↓↓↓

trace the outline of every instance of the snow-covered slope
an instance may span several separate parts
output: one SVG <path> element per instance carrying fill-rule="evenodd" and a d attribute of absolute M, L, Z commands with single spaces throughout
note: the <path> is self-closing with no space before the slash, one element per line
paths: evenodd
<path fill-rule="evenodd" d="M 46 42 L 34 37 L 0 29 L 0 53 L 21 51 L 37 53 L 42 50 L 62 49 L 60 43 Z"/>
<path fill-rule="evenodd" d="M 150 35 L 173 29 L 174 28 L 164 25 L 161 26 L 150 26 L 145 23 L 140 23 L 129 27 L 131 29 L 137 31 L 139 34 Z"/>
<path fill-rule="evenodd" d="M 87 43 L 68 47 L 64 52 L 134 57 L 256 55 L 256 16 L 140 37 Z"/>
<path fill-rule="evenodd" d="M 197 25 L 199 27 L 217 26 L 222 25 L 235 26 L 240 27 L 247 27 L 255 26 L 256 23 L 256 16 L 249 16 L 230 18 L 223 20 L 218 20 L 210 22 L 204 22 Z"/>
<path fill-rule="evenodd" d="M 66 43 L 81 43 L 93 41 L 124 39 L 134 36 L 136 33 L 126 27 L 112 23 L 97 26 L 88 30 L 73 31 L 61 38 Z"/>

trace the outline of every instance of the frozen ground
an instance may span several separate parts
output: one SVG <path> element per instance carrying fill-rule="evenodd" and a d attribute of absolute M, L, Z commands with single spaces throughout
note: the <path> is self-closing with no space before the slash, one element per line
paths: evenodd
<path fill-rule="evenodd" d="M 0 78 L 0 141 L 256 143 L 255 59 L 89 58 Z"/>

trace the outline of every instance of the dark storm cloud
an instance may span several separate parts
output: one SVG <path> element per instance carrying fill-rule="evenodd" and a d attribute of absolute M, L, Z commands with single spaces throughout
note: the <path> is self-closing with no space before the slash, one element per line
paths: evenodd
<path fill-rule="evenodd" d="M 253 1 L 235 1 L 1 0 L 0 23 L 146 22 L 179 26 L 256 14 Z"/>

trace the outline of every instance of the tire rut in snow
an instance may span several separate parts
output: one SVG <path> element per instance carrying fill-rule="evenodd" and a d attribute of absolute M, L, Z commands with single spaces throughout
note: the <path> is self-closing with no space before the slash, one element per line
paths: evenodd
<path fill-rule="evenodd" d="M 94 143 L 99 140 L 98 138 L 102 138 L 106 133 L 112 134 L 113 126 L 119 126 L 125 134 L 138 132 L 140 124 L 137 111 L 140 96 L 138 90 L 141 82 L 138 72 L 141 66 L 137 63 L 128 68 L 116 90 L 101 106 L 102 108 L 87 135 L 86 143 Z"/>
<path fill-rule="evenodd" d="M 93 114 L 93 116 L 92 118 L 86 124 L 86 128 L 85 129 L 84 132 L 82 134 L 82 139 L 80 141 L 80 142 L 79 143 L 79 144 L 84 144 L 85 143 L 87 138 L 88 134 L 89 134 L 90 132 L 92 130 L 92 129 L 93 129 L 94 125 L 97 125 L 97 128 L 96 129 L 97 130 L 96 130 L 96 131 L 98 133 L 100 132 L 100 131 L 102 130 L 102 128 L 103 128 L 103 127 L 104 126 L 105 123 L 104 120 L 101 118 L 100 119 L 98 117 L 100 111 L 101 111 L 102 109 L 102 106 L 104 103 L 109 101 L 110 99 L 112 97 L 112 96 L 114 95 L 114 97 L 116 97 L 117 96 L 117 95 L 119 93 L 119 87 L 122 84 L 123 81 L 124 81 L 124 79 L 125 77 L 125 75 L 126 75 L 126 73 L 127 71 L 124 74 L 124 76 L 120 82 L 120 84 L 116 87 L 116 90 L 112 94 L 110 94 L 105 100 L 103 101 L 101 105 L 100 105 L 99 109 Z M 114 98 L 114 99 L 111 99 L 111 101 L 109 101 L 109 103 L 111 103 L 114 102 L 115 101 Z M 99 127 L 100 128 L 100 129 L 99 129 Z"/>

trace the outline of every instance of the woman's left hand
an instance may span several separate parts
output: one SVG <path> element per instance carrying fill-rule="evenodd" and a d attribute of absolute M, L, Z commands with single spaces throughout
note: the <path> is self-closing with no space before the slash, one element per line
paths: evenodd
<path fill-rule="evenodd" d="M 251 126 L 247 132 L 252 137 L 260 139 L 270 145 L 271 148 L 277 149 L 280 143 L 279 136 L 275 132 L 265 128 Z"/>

↑↑↑

→ **WHAT YOU WILL DO**: Rescale the stretch from the first line through the line containing "150 35 L 173", both ends included. Write out every line in that stretch again, leave the requests unchanged, and multiply each coordinate in the answers by 1.8, rounding to whole numbers with halves rounded up.

→ **CORRECT RESULT**:
trace the outline of every instance of the snow-covered slope
an instance may span several separate parts
output: one SVG <path> element per instance carrying fill-rule="evenodd" and a d attribute of absolute M, L, Z commands with single spaces throughout
note: the <path> is self-closing with no space before the slash, one element per line
paths: evenodd
<path fill-rule="evenodd" d="M 83 76 L 61 67 L 0 52 L 0 95 L 38 92 L 67 95 L 76 90 L 112 88 L 108 77 Z"/>
<path fill-rule="evenodd" d="M 270 63 L 311 52 L 313 50 L 295 45 L 290 47 L 270 47 L 261 41 L 252 41 L 232 49 L 236 52 L 247 56 L 250 61 Z"/>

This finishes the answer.